PROVIDED PASSAGE:
Motion hearings for the inquest took place on 23–24 October 2012. Lawyers for the Correctional Service of Canada filed a motion to seal video materials and documents related to Smith's forced restraint and sedation while incarcerated in the Quebec prison facility; when the motion was denied by the presiding coroner, the government lawyers requested a temporary injunction to stay the inquest proceedings through Ontario Divisional Court. This motion was also denied and the video and documentary material were made available to the inquest, which subsequently proceeded as planned.

Additionally, three doctors involved in Smith's treatment during her incarceration challenged the expansion of the inquest to include events that took place outside the province of Ontario. Presiding Coroner Carlisle dismissed this motion at the same time as that of the Correctional Service of Canada motion, but subsequently granted the out-of-province doctors standing at the inquest when they agreed to testify voluntarily at the inquest proceedings.

Formal hearings for the inquest began on 13 January 2013, and were expected to last between six months and a year. The jury of five women were expected to be presented with over 100 witnesses and 8,000 documents in the course of the inquest.

On 22 January 2013, the jurors were shown prison guard Valentino Burnett's 45-minute video of Smith tying her neck, asphyxiating, and the guards' discovery and response. When questioned about their response, Valentino admitted that "in a perfect world", the guards would have intervened to save Smith.

WHAT THE TASK ASKS:
Please continue the passage about the inquest into Smith's death, starting after its last sentence.

SUPPLIED DATA:
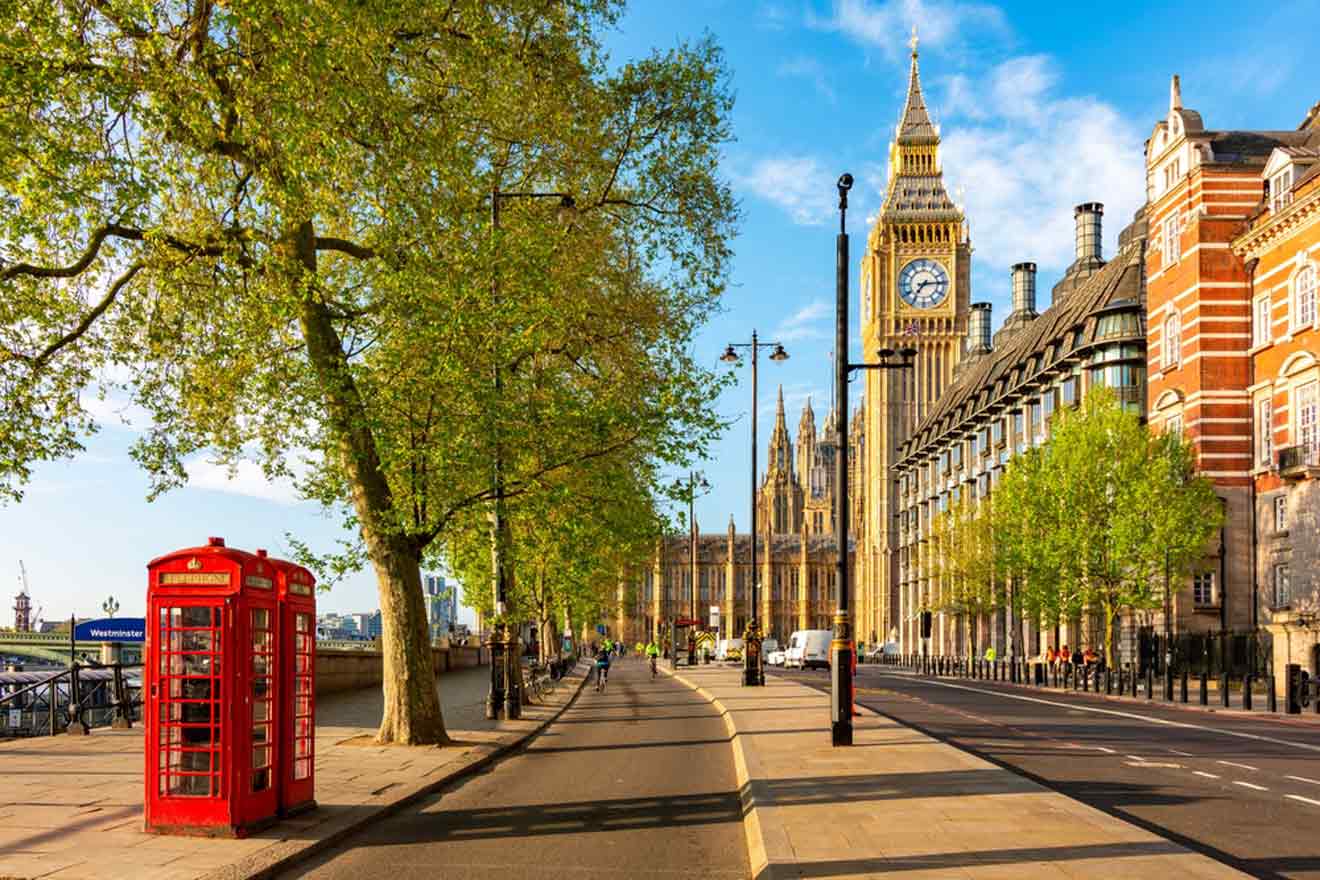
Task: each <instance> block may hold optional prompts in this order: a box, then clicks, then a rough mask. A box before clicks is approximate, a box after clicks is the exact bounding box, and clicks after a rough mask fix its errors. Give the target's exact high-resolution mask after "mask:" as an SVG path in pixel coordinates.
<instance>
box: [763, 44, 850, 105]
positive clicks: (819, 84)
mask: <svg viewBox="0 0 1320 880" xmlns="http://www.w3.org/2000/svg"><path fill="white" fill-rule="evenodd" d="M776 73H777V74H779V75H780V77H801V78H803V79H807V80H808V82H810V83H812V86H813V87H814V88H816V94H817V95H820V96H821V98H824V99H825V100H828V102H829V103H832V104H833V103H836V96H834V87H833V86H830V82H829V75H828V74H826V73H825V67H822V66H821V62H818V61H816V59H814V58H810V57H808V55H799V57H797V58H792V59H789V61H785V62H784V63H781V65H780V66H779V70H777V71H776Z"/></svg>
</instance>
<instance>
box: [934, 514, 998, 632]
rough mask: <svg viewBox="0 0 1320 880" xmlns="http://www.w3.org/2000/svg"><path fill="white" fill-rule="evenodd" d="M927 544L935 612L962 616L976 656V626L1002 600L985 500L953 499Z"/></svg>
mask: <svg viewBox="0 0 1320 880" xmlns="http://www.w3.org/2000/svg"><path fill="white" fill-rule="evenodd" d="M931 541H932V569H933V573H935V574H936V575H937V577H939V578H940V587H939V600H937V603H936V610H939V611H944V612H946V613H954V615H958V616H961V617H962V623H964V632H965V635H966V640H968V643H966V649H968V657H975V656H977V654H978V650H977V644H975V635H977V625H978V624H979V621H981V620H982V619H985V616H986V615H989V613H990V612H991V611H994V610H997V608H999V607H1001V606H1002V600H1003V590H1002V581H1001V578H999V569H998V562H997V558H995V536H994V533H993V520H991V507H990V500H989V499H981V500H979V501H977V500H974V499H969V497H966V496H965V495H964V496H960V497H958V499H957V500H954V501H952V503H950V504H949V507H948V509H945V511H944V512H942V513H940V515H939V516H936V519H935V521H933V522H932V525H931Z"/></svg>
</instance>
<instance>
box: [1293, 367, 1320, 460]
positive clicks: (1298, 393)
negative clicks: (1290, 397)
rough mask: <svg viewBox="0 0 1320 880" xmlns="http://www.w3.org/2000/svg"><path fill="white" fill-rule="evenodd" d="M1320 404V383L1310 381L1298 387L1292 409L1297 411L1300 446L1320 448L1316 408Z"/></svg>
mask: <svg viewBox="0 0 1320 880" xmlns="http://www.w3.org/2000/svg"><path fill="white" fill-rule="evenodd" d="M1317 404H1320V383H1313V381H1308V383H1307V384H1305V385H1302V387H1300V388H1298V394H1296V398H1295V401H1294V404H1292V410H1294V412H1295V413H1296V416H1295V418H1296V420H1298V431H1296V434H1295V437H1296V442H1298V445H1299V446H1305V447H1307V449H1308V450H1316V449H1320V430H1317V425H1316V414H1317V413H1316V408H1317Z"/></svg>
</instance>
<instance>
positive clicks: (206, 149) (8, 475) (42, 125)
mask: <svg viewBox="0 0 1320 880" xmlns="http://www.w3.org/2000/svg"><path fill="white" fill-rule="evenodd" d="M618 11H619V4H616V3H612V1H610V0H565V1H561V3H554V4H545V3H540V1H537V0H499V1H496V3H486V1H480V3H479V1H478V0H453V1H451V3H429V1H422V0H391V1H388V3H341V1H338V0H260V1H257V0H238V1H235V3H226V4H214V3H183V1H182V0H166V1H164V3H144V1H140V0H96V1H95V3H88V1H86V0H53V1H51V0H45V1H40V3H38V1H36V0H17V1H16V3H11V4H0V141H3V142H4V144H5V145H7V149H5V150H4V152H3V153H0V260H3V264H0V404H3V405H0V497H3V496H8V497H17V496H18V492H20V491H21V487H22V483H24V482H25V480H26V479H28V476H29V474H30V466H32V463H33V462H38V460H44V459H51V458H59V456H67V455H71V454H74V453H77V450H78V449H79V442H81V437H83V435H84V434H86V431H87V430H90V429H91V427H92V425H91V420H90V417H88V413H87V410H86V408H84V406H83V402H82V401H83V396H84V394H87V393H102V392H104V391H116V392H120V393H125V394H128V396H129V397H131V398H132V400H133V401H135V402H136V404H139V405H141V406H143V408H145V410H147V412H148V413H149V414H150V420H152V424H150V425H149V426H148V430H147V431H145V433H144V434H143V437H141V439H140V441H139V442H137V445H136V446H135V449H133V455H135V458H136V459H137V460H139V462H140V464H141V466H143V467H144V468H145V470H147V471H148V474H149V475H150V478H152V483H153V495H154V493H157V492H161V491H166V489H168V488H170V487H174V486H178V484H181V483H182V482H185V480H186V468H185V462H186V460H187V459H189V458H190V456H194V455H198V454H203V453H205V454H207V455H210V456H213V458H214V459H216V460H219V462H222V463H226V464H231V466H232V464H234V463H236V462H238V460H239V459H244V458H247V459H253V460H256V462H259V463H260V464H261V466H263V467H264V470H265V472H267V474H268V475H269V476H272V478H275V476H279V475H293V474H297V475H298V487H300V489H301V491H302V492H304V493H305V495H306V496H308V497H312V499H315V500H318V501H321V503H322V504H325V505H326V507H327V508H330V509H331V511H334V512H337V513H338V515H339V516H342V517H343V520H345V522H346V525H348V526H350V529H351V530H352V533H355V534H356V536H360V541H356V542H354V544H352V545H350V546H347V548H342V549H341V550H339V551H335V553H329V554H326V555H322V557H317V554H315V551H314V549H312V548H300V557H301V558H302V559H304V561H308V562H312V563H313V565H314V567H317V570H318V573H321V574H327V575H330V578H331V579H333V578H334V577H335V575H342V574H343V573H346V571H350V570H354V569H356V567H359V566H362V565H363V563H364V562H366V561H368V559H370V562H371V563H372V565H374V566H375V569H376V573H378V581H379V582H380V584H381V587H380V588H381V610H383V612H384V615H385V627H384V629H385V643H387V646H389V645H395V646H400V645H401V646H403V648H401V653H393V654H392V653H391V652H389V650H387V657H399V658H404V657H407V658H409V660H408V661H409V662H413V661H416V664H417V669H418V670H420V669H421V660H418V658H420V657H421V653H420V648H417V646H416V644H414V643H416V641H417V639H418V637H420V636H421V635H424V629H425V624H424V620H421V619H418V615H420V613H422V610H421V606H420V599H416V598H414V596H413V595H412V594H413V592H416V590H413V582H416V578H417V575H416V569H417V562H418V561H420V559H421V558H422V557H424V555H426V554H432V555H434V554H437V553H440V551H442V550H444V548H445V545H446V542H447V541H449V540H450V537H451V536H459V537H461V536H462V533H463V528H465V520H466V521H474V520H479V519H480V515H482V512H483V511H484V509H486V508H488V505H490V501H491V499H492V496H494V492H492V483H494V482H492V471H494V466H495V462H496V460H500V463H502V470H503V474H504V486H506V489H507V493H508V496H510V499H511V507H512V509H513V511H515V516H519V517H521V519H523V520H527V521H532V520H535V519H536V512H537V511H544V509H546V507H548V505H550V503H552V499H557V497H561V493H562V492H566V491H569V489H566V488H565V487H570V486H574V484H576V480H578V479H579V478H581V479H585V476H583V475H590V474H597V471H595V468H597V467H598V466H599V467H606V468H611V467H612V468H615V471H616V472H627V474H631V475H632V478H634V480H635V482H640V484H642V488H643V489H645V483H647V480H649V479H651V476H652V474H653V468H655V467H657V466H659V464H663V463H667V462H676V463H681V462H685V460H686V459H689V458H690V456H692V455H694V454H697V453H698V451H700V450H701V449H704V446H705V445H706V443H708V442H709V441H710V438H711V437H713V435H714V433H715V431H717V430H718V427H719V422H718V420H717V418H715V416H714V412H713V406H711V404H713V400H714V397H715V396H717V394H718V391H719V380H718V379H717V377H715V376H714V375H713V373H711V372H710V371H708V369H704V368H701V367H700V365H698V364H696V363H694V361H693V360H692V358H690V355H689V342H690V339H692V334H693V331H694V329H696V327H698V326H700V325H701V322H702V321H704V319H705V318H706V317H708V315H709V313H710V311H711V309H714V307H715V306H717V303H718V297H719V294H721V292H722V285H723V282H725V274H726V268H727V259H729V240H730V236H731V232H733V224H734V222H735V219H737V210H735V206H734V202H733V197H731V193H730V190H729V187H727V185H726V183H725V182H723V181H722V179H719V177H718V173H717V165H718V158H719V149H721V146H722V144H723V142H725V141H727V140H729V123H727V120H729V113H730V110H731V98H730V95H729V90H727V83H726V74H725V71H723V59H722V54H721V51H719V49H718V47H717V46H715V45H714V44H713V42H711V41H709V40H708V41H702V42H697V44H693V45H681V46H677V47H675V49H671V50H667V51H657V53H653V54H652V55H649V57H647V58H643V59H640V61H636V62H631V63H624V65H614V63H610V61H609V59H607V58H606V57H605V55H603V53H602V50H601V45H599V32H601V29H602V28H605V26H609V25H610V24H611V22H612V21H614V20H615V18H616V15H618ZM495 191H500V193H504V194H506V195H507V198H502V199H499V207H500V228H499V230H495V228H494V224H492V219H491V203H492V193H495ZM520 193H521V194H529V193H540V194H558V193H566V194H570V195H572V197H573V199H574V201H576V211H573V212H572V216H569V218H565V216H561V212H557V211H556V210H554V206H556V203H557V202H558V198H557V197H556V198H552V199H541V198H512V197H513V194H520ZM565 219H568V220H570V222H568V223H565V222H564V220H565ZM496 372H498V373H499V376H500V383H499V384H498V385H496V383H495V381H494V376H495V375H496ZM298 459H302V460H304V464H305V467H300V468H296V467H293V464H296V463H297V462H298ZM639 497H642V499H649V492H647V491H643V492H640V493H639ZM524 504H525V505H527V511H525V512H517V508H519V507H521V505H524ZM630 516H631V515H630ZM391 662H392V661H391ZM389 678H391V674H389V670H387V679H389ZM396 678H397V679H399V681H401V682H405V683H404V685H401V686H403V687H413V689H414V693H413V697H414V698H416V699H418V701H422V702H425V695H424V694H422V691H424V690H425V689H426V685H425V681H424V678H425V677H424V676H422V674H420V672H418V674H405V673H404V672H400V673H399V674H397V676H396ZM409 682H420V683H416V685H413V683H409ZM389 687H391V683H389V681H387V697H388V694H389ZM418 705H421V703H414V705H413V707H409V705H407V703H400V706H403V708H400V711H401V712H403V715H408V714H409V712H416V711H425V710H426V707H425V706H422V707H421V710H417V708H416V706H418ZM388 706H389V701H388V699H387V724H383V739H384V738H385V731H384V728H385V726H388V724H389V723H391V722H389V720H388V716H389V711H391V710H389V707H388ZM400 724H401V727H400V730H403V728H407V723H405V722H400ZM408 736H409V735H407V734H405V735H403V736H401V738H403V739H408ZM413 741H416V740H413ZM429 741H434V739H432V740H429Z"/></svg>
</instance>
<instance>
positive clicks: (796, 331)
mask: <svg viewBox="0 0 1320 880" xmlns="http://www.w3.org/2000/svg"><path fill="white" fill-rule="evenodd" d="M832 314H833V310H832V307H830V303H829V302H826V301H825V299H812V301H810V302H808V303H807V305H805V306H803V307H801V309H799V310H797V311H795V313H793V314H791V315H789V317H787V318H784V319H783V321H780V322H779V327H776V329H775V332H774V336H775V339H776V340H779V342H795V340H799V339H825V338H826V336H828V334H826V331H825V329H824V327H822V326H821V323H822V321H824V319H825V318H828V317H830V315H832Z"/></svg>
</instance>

RESPONSE AREA:
On 2 December 2013, after more than a year of testimony and over 12,000 pages of evidence, the presiding coroner instructed the jury to begin their deliberations, and requested they come back with a verdict in Smith's death and recommendations on means to prevent a recurrence of such an event.

On 19 December 2013, the coroner's jury returned a verdict of homicide in the Ashley Smith case, indicating the actions of others contributed to her death but stopping short of a finding of criminal or civil liability. The jury additionally provided 104 recommendations to the presiding coroner, most of which were intended to suggest ways in which the Canadian Correctional System could better serve female inmates and inmates with mental illness. The jury specifically recommended that indefinite solitary confinement should be banned.

== Political impact ==
In November 2012, the Ashley Smith case began to have a visible impact on Canadian federal politics. After the public release of video material depicting Smith's treatment while incarcerated, interim leader of the federal Liberal Party Bob Rae raised the matter in Parliament during Question Period, asking why the government was attempting to restrict the scope of the inquiry through the Corrections Canada legal challenge. Prime Minister Stephen Harper responded that the government would not interfere with the inquest, and Public Safety Minister Vic Toews later indicated that Corrections Canada officials had been directed to cooperate with the inquest. However, Toews later appeared to contradict the official government stance and drew significant criticism from the opposition Liberal and NDP Members of Parliament when he suggested that Smith was "not the victim" in the case. On 8 November, Rae called for a formal public inquiry into Smith's treatment while incarcerated, and additionally into the treatment of mentally ill offenders by the Canadian prison system, after concluding publicly that the government would not release all the information it held relating to the Smith case.

Subsequent to the release of the inquest verdict on 19 December 2013, the current Minister of Public Safety, Steven Blaney, stated that he had asked his officials to carefully review the jury's recommendations.